**Stated problem**
Repeat the material word for word, starting at the line containing "[mark] black trousers" and ending at the line containing "[mark] golden staff", with both of those lines included.

**Entries shown**
•••••
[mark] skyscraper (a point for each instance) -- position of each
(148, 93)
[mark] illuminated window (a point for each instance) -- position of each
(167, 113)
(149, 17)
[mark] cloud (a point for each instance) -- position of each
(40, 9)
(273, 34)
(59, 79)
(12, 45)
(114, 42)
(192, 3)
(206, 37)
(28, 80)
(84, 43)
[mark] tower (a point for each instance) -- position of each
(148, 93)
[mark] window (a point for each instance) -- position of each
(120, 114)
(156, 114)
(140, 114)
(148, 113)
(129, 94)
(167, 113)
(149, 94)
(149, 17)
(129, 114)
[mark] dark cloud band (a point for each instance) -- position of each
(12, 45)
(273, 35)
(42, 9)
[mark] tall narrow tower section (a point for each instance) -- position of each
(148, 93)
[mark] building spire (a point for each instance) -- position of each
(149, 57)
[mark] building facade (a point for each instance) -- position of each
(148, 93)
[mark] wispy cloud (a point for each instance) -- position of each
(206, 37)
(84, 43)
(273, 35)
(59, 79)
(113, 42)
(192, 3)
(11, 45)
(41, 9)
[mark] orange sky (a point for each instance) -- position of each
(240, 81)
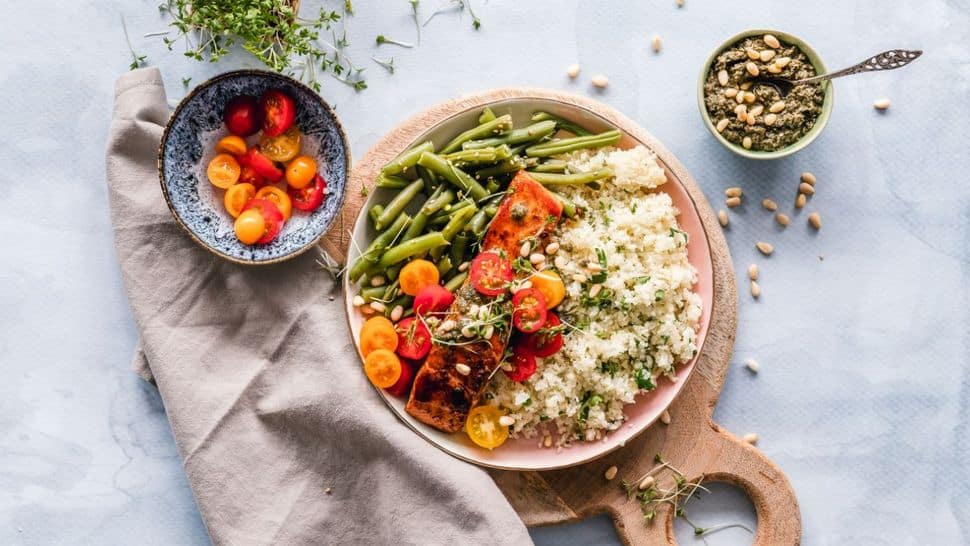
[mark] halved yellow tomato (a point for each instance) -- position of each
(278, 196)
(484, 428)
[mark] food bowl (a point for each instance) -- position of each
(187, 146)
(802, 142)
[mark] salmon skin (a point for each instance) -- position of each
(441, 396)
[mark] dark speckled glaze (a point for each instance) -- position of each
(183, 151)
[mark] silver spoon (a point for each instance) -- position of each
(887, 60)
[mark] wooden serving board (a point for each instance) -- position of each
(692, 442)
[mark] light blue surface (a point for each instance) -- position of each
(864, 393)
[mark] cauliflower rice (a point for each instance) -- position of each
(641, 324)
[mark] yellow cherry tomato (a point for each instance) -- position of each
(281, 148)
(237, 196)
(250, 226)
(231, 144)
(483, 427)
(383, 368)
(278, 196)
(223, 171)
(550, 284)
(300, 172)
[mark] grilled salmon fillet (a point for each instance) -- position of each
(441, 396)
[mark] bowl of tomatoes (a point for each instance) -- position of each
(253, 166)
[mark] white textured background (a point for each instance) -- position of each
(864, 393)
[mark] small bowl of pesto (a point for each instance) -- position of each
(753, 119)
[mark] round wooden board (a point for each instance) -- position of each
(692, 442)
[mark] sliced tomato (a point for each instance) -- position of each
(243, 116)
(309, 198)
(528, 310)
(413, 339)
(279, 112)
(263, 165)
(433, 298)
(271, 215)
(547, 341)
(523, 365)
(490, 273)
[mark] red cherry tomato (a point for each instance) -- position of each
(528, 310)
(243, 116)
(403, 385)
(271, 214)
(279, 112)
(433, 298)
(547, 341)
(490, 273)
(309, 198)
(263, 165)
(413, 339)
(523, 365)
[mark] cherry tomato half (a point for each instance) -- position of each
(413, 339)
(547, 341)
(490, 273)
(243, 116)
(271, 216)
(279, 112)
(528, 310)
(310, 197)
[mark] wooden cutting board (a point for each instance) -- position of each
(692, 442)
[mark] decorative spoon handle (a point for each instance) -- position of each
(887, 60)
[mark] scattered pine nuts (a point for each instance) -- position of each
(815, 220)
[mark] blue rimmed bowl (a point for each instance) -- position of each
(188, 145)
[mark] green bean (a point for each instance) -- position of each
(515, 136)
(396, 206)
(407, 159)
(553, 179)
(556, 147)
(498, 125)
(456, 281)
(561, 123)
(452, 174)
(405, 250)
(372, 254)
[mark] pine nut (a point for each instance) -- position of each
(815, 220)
•••••
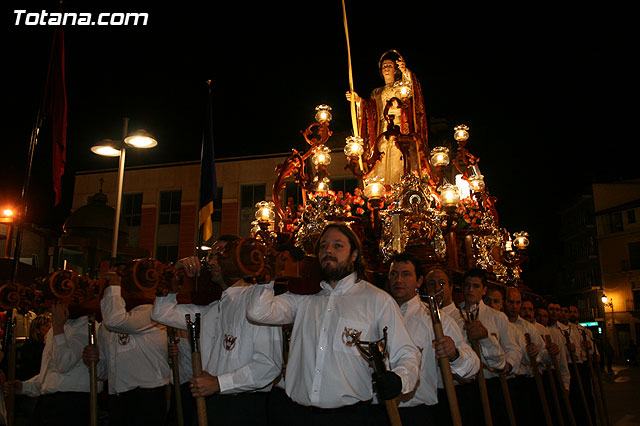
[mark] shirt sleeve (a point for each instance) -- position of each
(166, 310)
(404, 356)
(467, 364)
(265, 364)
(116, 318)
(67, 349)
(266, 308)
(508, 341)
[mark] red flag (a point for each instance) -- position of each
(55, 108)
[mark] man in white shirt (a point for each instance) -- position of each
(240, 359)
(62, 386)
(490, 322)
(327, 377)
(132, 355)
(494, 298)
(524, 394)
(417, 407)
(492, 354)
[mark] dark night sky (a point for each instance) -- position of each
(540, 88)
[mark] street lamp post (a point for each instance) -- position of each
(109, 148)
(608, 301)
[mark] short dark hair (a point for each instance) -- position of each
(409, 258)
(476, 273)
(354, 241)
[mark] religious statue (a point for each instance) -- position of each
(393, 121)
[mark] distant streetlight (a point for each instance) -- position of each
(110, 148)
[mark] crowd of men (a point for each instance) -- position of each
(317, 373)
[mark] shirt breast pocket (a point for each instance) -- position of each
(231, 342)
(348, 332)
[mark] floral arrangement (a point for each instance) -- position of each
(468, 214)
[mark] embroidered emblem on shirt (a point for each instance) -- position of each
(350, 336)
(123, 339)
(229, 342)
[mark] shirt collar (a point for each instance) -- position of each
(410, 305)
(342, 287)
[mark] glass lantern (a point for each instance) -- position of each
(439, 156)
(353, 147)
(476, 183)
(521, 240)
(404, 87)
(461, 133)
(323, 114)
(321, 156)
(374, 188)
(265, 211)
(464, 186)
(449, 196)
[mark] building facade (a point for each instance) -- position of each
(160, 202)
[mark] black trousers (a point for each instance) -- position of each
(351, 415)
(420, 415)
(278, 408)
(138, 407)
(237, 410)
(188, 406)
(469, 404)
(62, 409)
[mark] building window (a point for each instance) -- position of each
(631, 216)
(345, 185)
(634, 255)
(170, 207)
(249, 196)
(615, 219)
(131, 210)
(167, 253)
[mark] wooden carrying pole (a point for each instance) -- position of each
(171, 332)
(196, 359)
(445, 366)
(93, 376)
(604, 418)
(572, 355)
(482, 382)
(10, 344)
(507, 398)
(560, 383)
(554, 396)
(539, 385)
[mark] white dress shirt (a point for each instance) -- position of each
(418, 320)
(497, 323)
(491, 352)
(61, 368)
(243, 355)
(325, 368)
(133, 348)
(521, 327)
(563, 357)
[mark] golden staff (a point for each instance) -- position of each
•••••
**Exercise solution**
[mark] black trousers (a point for each instance) -- position of each
(351, 415)
(420, 415)
(278, 408)
(138, 407)
(237, 410)
(188, 406)
(469, 404)
(62, 409)
[mark] building window (a point for each instance) -- position of each
(631, 216)
(345, 185)
(634, 255)
(170, 207)
(249, 196)
(615, 219)
(131, 210)
(167, 253)
[mark] wooden carrying pole (a point for each instance) -- position of each
(171, 332)
(196, 359)
(445, 366)
(93, 376)
(604, 418)
(572, 355)
(482, 382)
(10, 344)
(507, 398)
(560, 383)
(554, 396)
(539, 385)
[mark] white dress shirt (a point for each instance) -- position of each
(418, 320)
(497, 323)
(491, 352)
(61, 368)
(243, 355)
(325, 368)
(133, 348)
(521, 327)
(563, 357)
[mark] golden staff (a point for each instance) -- position of each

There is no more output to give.